Brief —
Rewrite every line of the entries below, requests included. Multiply each bounding-box coordinate in the answers by 0.9 and round to the nearest whole number, with halves rounded up, and leave out the pictures.

Task material —
■ ■ ■

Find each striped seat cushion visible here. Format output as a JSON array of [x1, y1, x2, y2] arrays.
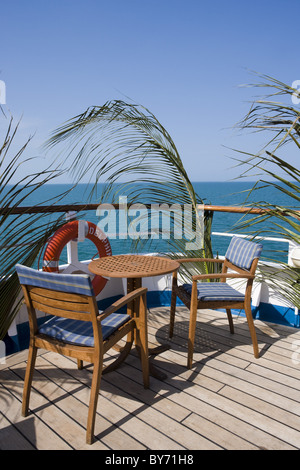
[[182, 282, 245, 302], [39, 313, 130, 347], [225, 237, 263, 269], [16, 264, 94, 296]]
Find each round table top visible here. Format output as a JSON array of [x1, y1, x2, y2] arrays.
[[89, 255, 179, 278]]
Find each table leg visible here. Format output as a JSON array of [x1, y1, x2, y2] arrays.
[[127, 278, 170, 380]]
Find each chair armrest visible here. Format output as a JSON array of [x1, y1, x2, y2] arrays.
[[97, 287, 148, 321], [175, 258, 224, 264], [192, 273, 255, 281]]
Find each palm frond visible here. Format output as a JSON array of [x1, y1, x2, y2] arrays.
[[47, 100, 212, 274], [237, 75, 300, 308], [0, 118, 73, 340]]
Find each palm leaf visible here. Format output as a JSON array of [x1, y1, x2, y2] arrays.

■ ■ ■

Solution for this problem —
Find each striped seat cushion visible here. Format output as a JSON array of [x1, y1, x2, y2] arrays.
[[164, 254, 221, 272], [35, 282, 117, 312], [203, 213, 237, 242], [14, 238, 85, 266]]
Find each round table top visible here. Format output as a JSON array of [x1, y1, x2, y2] arrays.
[[80, 230, 161, 250]]
Find each table leg visible here. Format output as a JSON array of [x1, y1, x2, y2] arrays.
[[114, 250, 153, 342]]
Find each chair armrest visible here. Format output as a JSON array of [x1, y1, x2, y2] arrays.
[[87, 258, 133, 289], [158, 232, 202, 238], [173, 246, 230, 253]]
Find each palm frond visible here. Format output as a JSON array of [x1, y1, x2, y2] arrays.
[[42, 90, 191, 247], [213, 68, 270, 277], [0, 106, 66, 306]]
Find each palm leaf visible here. Format output as a JSON array of [x1, y1, x2, y2] arrays.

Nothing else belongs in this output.